* BEGIN *

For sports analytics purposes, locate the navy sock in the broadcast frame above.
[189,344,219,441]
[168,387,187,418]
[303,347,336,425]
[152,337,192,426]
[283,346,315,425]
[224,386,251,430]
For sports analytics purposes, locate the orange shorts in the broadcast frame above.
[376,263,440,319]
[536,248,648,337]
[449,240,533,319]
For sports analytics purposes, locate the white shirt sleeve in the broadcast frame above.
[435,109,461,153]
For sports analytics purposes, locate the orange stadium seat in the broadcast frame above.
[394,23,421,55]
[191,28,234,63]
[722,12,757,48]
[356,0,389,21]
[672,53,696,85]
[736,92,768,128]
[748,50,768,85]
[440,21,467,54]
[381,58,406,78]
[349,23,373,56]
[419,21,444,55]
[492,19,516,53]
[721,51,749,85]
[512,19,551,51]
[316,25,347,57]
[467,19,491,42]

* END *

▸ **PROBLEM TO SOLVE**:
Reproduce every one of the lines above, word for word, with nothing added or left out.

▸ **EXERCISE RESPONSE**:
For sports analytics purposes, locate the navy sock in the broadcast frame above.
[189,344,219,441]
[168,387,187,418]
[303,347,336,425]
[152,337,192,426]
[283,346,315,425]
[224,386,251,430]
For sports analytics purposes, locate the orange shorts in the broadcast frame above.
[376,263,440,319]
[536,248,648,337]
[449,240,533,319]
For sports analytics purposes, locate the white shirt sleeve in the broadcast frame above.
[435,109,461,153]
For sports analytics purposes, locate the orange stadium seat in the broadcast frame above.
[394,23,421,55]
[191,28,234,63]
[722,12,757,48]
[356,0,389,21]
[672,53,696,85]
[736,92,768,128]
[748,50,768,85]
[440,21,467,54]
[381,58,406,78]
[349,23,373,56]
[419,21,444,55]
[492,19,516,53]
[721,51,749,85]
[512,19,551,51]
[316,25,347,57]
[467,19,491,42]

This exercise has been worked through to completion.